■ Activity: For every entry below, give an exact repeat and leave out the pictures.

[Items listed in a dataset]
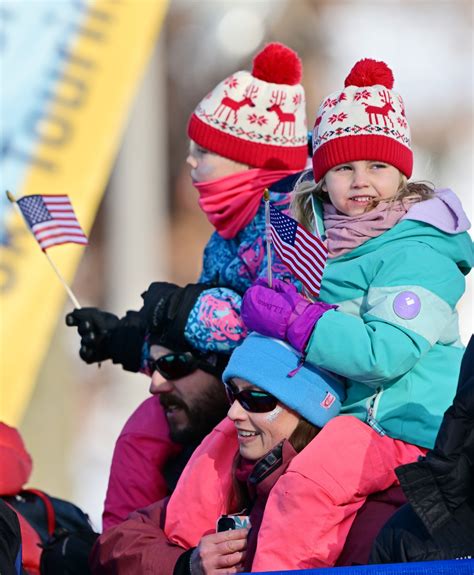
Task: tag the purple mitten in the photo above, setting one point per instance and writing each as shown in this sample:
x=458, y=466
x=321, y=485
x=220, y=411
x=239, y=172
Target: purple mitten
x=281, y=312
x=266, y=311
x=303, y=320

■ Your solution:
Task: tag the purple mitten in the photo above, setting one point per instance and writing each as shown in this sample:
x=458, y=466
x=321, y=485
x=220, y=411
x=239, y=172
Target: purple mitten
x=281, y=312
x=266, y=311
x=303, y=320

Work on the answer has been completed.